--- WHAT YOU ARE ASKED TO DO ---
Turn every line of the items from the one containing "Practice step: pin every instance of the whole" down to the one containing "[(516, 316)]", both ends included, into a numbered list with blank lines left out. Use those lines alone.

──────────────────────────────

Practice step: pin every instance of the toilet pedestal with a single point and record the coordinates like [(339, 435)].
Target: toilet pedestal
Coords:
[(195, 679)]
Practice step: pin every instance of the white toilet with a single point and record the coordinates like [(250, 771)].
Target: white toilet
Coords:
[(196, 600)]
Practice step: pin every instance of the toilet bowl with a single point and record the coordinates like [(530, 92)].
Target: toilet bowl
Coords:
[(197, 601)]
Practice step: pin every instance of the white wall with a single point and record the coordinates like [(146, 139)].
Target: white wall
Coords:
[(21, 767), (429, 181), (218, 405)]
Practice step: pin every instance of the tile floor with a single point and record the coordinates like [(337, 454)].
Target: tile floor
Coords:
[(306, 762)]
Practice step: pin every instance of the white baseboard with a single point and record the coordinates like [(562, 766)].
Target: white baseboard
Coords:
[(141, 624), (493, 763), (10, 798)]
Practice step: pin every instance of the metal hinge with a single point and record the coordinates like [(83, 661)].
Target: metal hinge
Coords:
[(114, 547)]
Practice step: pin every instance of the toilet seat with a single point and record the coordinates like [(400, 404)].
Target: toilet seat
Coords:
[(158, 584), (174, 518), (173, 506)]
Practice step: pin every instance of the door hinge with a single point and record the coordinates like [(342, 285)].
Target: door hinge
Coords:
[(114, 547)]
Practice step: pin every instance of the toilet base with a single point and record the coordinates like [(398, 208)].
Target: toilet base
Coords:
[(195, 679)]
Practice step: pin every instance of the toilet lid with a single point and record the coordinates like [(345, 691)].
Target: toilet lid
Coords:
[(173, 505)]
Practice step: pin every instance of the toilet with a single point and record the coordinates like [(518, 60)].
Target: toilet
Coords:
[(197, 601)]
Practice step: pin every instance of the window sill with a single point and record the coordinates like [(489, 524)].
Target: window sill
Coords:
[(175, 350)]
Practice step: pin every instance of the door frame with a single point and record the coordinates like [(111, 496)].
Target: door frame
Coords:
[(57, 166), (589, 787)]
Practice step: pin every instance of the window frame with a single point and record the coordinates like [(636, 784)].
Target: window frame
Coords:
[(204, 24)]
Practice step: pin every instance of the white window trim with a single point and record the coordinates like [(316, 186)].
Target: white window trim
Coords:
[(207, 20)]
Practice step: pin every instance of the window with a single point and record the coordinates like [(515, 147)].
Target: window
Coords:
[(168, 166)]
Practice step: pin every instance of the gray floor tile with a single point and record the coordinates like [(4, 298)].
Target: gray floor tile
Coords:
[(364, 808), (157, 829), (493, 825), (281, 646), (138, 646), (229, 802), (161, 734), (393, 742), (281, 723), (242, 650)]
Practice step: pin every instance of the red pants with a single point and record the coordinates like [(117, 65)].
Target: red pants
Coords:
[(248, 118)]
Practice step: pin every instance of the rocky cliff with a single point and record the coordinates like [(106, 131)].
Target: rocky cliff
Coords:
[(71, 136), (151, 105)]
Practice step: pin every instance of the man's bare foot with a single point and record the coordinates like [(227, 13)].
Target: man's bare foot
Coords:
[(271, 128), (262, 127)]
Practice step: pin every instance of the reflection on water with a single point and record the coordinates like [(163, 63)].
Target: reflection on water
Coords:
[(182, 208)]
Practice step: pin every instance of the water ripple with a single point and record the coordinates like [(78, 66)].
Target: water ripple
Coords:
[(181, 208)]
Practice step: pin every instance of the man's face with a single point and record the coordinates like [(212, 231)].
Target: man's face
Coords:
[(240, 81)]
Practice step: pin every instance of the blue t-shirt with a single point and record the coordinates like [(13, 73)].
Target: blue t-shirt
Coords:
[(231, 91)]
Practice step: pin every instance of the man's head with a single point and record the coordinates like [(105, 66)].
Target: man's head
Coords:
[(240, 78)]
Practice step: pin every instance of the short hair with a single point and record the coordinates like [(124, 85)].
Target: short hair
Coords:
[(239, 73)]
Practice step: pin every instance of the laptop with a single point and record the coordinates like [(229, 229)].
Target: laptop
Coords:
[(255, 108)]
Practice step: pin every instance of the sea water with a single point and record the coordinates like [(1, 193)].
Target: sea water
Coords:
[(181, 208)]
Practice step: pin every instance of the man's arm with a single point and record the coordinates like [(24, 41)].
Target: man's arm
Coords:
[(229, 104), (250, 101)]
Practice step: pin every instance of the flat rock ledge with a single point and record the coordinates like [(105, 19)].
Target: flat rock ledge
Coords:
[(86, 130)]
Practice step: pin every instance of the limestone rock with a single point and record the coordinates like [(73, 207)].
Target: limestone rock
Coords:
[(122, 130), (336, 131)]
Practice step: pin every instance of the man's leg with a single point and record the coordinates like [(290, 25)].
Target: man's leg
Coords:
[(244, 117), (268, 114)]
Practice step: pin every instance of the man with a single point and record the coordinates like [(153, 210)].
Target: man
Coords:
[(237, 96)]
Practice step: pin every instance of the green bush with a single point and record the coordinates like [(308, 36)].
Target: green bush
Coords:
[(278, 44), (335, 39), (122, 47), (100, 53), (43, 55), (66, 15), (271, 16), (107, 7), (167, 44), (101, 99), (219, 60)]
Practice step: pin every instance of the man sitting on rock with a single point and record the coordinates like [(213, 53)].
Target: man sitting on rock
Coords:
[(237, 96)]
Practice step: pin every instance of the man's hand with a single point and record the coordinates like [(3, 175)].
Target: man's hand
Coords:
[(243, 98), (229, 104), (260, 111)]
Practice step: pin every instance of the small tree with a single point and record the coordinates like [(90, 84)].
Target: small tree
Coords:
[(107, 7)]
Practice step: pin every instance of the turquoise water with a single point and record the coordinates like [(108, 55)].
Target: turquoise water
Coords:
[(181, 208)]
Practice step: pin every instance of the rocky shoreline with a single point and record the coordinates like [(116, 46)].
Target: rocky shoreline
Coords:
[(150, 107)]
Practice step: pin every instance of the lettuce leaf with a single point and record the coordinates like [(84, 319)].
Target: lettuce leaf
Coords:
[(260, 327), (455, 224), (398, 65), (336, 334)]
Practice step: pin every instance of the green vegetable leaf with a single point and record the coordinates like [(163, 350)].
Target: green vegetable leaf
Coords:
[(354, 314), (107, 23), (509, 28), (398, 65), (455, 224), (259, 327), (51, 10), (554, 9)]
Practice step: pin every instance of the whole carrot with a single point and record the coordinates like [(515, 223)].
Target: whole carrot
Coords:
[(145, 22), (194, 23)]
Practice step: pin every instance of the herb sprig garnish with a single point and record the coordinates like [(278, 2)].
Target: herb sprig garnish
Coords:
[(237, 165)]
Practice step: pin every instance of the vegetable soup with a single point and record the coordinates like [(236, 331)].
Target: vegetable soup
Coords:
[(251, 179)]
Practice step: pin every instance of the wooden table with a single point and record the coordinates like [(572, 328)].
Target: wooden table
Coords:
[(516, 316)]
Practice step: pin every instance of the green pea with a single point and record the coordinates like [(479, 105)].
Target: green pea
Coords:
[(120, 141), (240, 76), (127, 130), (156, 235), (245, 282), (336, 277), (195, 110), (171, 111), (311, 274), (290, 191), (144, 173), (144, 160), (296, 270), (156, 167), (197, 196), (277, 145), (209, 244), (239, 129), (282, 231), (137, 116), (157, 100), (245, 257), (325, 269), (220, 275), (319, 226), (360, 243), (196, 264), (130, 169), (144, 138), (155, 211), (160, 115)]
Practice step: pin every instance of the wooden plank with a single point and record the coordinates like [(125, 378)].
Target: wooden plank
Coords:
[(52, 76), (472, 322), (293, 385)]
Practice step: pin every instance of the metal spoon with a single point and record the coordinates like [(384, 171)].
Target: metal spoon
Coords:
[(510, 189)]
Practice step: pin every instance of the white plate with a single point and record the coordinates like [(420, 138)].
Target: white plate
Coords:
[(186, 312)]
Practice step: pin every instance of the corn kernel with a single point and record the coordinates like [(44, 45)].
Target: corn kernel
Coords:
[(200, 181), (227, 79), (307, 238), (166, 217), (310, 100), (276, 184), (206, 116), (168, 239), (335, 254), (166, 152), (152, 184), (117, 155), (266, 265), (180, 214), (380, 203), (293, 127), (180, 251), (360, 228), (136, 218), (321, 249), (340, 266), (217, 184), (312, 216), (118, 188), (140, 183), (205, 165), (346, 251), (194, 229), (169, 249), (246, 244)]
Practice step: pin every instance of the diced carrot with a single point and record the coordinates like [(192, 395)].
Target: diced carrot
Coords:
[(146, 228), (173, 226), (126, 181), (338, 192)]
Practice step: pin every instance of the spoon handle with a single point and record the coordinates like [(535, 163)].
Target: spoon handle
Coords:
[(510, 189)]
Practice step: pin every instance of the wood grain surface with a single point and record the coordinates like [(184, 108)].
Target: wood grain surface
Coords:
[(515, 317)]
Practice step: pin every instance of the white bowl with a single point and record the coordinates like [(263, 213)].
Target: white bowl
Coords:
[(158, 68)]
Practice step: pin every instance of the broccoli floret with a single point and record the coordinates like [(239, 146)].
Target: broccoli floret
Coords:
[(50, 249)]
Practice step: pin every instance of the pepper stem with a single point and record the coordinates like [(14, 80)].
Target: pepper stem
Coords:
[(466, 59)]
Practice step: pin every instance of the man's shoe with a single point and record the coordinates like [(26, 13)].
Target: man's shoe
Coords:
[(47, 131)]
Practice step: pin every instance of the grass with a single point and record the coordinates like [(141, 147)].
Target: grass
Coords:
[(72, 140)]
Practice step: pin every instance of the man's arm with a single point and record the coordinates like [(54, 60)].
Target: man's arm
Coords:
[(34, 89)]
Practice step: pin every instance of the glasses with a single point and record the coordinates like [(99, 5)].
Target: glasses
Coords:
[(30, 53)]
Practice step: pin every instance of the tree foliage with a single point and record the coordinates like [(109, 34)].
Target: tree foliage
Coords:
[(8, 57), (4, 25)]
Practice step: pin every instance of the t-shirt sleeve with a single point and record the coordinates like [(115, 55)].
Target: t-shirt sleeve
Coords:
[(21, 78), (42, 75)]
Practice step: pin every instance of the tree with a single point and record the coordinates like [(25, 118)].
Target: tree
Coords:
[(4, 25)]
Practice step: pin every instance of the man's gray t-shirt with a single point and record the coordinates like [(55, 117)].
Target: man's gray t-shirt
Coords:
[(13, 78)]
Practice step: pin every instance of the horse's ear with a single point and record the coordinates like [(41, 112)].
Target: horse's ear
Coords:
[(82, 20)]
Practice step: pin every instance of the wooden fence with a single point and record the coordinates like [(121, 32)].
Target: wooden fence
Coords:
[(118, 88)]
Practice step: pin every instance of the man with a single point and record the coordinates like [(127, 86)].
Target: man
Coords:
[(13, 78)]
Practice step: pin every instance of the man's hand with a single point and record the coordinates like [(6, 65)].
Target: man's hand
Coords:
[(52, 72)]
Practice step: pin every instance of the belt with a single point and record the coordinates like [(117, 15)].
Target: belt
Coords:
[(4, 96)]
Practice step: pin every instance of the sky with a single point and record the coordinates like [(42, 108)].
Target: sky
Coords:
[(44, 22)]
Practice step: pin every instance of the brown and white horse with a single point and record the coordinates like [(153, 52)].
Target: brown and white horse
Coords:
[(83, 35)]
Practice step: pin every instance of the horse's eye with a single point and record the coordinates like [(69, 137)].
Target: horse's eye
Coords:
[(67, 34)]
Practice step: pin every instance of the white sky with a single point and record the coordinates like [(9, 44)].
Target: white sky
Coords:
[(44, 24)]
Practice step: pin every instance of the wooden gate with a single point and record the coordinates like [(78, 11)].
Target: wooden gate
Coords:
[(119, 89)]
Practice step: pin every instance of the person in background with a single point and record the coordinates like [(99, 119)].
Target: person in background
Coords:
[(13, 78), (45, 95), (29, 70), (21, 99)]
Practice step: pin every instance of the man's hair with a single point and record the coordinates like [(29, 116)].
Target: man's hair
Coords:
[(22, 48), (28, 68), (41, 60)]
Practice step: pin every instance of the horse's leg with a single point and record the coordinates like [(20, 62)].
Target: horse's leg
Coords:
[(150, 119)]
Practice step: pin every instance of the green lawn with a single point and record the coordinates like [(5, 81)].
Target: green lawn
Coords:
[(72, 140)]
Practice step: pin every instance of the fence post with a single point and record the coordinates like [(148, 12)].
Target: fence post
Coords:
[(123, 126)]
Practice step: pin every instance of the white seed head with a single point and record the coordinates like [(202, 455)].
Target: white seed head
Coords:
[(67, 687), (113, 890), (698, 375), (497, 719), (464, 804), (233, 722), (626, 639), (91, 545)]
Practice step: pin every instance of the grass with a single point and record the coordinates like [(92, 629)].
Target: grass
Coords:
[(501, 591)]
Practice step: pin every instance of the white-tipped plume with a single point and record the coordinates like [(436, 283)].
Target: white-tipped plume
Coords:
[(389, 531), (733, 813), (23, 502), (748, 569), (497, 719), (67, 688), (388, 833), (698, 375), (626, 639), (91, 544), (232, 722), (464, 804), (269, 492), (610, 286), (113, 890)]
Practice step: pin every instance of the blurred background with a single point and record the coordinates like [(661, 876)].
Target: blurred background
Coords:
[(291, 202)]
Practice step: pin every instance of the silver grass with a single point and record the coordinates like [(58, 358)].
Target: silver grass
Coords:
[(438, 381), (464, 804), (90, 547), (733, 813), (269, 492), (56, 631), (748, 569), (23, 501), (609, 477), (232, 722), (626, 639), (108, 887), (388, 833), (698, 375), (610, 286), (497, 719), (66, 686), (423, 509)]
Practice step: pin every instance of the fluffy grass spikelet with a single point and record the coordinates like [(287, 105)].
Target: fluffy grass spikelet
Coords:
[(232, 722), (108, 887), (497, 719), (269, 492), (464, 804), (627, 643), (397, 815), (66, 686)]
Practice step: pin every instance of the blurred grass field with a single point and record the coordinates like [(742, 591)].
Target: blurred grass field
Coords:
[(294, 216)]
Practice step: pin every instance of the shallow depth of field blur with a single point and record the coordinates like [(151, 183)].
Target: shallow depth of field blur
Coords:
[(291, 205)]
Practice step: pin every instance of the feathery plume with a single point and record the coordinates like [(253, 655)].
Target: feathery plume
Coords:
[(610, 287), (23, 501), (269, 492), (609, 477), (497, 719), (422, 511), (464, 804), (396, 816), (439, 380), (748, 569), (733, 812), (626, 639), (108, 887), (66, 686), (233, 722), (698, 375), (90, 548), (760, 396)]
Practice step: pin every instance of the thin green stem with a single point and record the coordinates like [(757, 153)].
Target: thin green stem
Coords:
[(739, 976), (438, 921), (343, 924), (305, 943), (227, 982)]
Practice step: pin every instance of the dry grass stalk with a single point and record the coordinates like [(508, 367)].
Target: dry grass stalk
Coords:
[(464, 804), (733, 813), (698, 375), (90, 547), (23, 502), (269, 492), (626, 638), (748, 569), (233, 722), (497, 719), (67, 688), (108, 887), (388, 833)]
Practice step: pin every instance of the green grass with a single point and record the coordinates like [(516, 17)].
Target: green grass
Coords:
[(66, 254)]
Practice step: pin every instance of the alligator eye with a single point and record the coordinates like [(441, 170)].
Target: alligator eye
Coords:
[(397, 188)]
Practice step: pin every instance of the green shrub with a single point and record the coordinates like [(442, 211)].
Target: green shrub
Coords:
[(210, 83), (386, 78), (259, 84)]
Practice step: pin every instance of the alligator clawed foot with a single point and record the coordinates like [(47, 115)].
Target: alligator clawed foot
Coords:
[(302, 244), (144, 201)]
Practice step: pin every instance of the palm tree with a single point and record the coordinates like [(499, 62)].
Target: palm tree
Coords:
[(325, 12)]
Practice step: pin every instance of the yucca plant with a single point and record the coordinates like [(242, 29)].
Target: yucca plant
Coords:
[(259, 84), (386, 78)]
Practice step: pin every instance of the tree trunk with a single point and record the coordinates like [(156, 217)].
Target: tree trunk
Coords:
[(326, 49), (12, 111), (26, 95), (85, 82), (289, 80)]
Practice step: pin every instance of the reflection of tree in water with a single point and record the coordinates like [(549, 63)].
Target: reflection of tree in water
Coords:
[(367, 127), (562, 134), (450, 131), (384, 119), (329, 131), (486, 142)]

──────────────────────────────

--- RESULT FOR THIS EXERCISE ---
1. Practice step: pin every instance of the whole carrot with a single point and record the coordinates like [(515, 223)].
2. Target: whole carrot
3. Coords:
4. [(145, 22), (194, 23)]
5. Practice step: pin every instance of the herb sprig garnish with a single point and record the coordinates like [(278, 2)].
6. Target: herb sprig garnish
7. Coords:
8. [(237, 165)]
9. Practice step: pin every instance of the vegetable soup with a single point and record the coordinates like [(236, 331)].
10. Target: vegetable soup
11. Coords:
12. [(251, 179)]
13. Practice step: pin every instance of the wooden table with a single point and record the coordinates like [(572, 328)].
14. Target: wooden table
15. Coords:
16. [(516, 316)]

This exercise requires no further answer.